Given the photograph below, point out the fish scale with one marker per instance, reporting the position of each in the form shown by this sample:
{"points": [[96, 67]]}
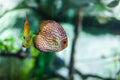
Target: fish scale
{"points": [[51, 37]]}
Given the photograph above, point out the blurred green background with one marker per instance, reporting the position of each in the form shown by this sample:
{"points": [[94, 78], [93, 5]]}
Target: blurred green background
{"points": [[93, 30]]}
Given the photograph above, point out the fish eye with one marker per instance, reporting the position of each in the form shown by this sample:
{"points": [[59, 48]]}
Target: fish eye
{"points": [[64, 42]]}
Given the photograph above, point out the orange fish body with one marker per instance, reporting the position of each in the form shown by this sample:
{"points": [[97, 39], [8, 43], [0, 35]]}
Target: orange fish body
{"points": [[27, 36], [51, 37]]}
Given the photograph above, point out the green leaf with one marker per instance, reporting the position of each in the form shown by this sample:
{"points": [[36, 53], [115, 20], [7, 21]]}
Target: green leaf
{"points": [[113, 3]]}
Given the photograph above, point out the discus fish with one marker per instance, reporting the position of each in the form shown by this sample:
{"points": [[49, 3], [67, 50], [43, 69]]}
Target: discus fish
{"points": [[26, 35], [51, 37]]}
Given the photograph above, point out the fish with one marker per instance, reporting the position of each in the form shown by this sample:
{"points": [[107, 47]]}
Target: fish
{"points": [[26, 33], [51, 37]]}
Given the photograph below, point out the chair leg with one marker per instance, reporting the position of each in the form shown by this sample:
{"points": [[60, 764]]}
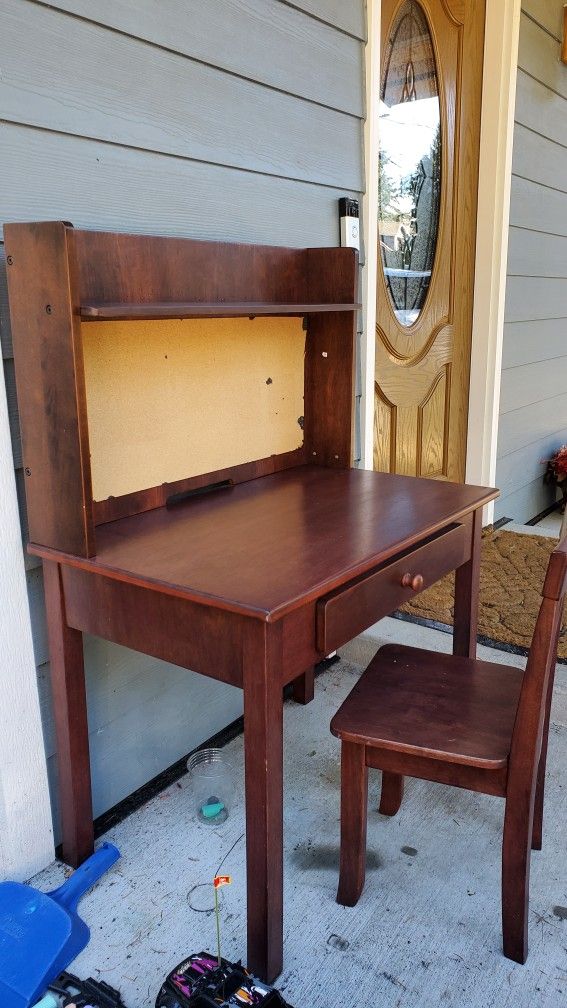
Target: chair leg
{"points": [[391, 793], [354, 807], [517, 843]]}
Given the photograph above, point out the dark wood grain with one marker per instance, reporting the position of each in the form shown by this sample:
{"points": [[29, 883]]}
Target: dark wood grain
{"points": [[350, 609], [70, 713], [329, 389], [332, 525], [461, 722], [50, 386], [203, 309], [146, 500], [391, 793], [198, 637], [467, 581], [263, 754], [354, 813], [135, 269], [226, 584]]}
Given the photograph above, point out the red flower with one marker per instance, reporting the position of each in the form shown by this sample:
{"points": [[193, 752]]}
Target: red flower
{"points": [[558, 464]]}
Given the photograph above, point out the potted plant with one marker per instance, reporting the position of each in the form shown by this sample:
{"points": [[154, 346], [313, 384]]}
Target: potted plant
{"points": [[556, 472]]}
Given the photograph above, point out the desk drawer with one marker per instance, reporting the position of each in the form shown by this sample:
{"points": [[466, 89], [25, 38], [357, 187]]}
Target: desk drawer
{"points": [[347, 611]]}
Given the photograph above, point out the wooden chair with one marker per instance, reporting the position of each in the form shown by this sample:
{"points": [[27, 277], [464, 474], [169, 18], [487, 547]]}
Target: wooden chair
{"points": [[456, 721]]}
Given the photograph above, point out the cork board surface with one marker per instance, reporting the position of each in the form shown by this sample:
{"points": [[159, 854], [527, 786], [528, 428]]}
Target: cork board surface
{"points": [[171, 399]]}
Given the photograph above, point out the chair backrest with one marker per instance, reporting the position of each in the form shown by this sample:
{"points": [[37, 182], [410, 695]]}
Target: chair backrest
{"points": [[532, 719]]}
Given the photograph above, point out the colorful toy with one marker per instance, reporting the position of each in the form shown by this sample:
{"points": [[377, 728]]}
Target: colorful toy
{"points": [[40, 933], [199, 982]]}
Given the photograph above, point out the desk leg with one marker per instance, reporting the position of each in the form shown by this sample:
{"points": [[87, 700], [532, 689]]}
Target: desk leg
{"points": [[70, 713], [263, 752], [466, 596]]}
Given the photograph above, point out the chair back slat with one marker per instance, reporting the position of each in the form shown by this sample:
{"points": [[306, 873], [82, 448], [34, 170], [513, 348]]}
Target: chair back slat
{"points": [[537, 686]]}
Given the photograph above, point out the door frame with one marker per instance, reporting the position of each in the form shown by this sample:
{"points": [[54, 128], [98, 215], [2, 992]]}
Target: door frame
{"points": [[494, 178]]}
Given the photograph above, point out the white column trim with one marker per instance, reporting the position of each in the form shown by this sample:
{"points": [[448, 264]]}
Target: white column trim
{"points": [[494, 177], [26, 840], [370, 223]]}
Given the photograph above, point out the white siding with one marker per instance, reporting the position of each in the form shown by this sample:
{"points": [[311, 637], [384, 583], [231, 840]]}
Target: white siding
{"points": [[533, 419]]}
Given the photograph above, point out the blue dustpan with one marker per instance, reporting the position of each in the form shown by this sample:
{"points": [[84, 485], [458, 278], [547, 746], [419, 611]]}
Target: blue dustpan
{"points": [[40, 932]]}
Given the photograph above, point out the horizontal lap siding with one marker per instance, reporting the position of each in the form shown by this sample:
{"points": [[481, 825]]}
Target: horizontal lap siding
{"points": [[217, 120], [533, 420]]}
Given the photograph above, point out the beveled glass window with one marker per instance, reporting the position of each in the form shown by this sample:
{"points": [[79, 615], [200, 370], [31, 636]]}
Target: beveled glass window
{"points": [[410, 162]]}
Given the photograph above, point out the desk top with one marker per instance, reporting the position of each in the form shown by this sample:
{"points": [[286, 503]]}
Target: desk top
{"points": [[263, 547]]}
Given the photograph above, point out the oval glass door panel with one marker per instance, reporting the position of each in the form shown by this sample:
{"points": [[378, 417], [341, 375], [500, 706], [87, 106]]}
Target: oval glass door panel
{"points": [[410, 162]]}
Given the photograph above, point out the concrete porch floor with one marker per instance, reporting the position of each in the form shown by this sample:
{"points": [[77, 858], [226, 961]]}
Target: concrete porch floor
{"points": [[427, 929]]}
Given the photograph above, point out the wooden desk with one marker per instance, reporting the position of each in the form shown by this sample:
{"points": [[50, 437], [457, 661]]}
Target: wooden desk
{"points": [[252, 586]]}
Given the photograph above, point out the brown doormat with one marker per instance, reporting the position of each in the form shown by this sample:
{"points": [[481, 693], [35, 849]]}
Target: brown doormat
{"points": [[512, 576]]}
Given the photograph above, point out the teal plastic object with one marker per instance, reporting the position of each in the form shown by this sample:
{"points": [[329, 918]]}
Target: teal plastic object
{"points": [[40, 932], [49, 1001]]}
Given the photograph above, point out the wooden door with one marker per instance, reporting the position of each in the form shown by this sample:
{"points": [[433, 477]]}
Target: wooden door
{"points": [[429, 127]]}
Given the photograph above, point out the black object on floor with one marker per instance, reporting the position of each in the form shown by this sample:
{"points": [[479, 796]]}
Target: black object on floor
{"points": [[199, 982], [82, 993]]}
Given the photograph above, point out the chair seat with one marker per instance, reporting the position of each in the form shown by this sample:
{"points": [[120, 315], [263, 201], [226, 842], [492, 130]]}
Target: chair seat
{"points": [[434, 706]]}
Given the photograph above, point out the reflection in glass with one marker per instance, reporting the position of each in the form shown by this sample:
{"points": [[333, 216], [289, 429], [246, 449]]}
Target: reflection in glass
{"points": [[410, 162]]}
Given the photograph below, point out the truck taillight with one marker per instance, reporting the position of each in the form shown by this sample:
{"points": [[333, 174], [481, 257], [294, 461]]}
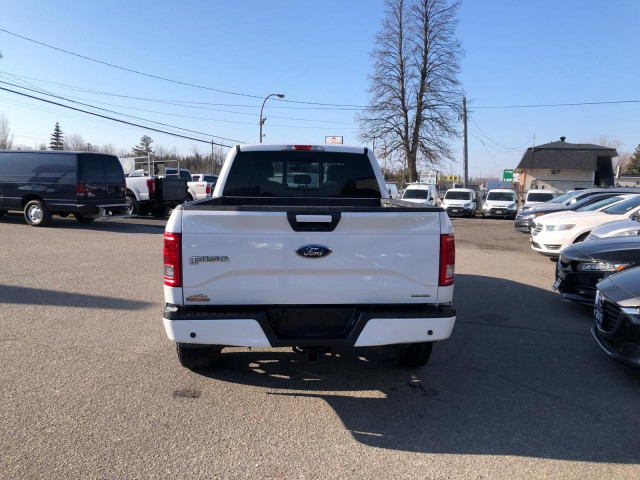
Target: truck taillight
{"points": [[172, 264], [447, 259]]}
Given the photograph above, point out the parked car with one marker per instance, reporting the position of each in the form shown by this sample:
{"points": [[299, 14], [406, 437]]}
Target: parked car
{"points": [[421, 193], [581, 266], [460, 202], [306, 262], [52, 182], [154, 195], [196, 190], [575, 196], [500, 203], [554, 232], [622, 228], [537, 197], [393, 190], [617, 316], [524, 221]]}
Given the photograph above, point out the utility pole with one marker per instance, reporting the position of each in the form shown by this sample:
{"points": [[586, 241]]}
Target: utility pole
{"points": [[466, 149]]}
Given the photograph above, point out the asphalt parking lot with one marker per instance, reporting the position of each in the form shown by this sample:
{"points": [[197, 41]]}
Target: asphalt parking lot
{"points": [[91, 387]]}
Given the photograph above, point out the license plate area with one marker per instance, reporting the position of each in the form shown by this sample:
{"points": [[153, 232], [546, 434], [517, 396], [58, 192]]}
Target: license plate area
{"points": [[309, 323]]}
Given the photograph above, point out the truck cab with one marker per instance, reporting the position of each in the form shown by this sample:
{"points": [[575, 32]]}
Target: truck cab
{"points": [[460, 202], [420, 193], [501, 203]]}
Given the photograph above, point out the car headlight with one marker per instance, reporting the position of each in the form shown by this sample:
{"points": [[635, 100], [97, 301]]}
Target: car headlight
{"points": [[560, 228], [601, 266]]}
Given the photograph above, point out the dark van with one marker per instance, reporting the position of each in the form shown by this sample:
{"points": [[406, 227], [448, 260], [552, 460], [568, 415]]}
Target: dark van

▸ WHAT IS REQUIRED: Only the lines from the one holding "Given the photograph above, point out the truck" through the end of the listing should be given again, exactly and with both ends included.

▸ CORRECT RESULT:
Given the photograph above, point out the truck cab with one marker per instance, reporting the position of each in the form shown by this sample:
{"points": [[575, 32]]}
Target: truck cab
{"points": [[460, 202], [420, 193], [501, 203]]}
Given the photograph above, point out the car headlight with one marker per instance, reporting the position of each in the form shown by this sample:
{"points": [[635, 100], [97, 301]]}
Target: car headlight
{"points": [[560, 228], [601, 266]]}
Given the photograph above, point out the dark van with one marker per instance, reporting the position of each in the form shown by this sample:
{"points": [[406, 227], [448, 260], [552, 460], [568, 415]]}
Target: dark van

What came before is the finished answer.